**RECORDS SUPPLIED**

-------

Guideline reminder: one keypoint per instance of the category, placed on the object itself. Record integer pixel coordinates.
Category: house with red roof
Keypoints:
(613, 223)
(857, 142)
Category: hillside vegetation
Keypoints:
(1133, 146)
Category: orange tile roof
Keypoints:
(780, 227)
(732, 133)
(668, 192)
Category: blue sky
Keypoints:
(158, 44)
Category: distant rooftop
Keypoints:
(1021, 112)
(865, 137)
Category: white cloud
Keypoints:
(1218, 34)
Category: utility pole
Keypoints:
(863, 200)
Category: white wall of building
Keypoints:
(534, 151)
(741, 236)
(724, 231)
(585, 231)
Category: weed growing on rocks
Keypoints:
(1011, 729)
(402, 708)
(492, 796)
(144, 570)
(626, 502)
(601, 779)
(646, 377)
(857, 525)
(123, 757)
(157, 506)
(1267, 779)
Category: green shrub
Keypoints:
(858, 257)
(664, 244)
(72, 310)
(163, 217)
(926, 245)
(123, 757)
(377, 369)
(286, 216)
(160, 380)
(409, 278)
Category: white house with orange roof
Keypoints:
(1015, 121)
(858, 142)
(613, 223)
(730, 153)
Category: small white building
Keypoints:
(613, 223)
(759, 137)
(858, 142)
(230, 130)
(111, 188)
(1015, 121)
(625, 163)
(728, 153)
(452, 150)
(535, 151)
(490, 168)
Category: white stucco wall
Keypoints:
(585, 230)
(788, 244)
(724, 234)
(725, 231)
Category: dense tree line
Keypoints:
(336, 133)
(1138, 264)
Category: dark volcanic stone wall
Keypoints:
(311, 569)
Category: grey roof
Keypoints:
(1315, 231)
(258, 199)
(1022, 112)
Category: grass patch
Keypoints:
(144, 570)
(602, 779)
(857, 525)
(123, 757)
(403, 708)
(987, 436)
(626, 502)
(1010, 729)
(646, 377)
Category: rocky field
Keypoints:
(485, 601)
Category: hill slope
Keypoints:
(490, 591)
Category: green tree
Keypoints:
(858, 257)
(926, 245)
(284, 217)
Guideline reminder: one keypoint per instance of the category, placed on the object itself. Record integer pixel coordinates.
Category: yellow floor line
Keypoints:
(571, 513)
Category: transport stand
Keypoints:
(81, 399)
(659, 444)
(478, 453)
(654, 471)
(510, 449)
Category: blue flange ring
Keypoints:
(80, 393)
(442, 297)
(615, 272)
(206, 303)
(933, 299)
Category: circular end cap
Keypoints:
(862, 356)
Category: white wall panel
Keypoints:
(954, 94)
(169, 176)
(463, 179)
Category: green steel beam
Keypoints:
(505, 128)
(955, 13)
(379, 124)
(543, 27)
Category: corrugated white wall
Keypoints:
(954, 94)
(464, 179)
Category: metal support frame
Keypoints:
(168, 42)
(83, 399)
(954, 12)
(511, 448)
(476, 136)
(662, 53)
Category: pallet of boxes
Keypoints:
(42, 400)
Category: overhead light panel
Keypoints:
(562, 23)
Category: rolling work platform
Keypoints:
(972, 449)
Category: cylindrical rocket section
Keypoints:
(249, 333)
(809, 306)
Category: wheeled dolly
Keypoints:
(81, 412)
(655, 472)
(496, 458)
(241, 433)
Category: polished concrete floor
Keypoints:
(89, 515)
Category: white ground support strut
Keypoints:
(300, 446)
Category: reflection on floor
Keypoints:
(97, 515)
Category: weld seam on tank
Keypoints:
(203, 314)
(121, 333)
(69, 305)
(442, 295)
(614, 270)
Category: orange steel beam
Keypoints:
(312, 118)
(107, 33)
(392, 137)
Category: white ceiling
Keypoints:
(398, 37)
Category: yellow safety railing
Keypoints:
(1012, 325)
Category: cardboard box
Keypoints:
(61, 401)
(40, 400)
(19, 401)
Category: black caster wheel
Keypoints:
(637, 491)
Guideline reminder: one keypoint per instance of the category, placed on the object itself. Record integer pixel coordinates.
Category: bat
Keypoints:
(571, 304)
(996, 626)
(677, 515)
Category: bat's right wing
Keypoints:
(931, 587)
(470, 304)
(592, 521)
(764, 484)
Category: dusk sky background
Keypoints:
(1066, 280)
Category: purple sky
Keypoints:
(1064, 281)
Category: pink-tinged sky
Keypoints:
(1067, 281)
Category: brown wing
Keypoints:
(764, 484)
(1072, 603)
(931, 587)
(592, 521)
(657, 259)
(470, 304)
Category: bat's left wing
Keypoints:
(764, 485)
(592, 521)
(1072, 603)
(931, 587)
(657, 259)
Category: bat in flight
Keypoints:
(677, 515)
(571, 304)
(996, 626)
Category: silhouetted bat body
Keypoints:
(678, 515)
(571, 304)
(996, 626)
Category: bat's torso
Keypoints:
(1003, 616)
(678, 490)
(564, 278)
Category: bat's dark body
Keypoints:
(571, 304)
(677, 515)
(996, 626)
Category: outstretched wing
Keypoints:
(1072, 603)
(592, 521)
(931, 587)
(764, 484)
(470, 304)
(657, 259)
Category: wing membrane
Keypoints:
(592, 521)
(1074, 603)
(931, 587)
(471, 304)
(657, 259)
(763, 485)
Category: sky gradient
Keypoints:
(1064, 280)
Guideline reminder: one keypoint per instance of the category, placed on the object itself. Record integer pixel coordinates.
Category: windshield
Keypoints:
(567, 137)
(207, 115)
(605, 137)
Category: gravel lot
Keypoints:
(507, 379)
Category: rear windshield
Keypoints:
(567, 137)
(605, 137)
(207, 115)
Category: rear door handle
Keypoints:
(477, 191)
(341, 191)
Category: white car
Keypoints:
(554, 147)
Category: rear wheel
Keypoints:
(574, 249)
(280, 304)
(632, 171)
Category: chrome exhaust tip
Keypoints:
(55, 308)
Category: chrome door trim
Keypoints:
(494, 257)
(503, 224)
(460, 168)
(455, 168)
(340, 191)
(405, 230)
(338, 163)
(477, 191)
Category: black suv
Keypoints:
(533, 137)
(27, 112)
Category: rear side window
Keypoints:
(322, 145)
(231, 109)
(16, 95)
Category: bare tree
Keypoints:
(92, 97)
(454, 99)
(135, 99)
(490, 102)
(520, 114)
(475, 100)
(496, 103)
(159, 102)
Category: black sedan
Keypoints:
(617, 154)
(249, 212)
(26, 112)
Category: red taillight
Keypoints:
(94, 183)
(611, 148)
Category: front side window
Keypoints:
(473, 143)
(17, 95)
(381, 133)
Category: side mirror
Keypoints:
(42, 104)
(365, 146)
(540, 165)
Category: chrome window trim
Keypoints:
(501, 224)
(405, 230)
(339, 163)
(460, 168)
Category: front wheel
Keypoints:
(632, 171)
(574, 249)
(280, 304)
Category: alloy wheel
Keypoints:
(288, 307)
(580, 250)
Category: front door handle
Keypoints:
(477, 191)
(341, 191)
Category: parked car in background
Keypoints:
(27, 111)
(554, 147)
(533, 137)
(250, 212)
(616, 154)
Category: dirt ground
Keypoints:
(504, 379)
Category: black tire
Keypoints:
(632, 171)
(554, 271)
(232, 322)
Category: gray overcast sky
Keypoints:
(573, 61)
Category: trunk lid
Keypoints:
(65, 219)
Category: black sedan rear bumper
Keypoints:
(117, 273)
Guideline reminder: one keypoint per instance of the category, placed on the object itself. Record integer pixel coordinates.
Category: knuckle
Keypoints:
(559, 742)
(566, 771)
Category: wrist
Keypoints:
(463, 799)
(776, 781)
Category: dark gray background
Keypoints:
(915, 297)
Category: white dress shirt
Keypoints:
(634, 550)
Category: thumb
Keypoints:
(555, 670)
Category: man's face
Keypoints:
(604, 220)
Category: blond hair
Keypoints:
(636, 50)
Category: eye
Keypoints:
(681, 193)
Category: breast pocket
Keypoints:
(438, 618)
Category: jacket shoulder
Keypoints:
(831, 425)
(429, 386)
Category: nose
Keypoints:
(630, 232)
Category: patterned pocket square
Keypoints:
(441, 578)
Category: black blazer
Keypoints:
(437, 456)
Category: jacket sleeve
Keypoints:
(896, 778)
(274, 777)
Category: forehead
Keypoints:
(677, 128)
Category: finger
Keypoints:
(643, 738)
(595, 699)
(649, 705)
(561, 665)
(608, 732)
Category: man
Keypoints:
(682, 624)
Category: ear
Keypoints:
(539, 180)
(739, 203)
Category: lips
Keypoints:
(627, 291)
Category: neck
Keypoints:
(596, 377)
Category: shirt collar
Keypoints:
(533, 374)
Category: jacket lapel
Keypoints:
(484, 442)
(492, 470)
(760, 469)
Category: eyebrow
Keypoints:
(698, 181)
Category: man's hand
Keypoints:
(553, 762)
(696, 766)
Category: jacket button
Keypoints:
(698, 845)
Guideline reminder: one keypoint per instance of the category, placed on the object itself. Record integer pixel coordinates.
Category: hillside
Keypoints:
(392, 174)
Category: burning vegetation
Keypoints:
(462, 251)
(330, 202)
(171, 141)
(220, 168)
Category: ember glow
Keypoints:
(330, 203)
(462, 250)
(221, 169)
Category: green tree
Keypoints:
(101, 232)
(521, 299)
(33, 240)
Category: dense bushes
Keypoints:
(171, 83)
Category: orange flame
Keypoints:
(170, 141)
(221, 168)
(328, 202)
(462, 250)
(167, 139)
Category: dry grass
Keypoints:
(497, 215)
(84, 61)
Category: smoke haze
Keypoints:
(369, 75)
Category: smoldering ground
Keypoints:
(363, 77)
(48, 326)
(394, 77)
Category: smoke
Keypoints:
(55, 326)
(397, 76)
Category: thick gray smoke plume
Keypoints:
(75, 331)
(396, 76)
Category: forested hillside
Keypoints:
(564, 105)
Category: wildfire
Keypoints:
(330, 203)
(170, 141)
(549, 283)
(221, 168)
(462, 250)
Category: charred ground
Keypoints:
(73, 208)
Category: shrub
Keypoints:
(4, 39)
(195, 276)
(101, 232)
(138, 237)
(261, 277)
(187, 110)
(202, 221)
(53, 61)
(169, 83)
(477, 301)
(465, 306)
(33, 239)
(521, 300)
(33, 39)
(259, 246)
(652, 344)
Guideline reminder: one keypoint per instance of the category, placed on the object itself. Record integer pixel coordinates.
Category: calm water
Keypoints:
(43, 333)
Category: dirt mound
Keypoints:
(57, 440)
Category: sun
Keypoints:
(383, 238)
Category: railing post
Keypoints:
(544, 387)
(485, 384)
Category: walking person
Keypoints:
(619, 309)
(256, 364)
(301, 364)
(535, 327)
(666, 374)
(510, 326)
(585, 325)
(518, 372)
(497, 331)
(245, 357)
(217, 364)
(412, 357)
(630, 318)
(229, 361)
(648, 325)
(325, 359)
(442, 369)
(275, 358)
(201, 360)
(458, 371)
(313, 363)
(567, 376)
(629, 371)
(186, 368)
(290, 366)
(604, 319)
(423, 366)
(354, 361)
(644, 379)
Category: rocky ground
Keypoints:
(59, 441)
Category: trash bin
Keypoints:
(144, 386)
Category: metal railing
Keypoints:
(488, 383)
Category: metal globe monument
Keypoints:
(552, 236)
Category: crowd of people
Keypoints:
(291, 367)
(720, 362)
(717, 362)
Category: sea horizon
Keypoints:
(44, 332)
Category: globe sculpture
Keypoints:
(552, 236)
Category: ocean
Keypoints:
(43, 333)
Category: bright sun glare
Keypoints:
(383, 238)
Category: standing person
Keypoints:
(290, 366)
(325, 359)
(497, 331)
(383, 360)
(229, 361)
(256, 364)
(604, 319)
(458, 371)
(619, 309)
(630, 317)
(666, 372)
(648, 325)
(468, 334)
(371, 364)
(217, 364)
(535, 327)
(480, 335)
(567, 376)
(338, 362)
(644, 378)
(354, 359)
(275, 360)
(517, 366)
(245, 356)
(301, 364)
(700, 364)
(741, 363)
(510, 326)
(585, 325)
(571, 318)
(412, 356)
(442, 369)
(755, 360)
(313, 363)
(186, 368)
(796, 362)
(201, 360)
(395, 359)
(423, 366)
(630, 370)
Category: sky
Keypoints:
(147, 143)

-------

Reproduce the lines verbatim, beginning with the line containing "Category: silhouetted bat body" and ending with the line containing "(1064, 280)", including both of those lines.

Category: silhouetted bat body
Keypoints:
(678, 515)
(571, 304)
(996, 626)
Category: bat's torso
Keypoints:
(1003, 616)
(678, 490)
(564, 278)
Category: bat's dark body
Keypoints:
(571, 304)
(677, 515)
(996, 626)
Category: outstretched wing
Keypoints:
(1072, 603)
(592, 521)
(931, 587)
(764, 484)
(470, 304)
(657, 259)
Category: wing membrane
Keypoints:
(592, 521)
(1074, 603)
(931, 587)
(471, 304)
(657, 259)
(763, 485)
Category: sky gradient
Keypoints:
(1064, 280)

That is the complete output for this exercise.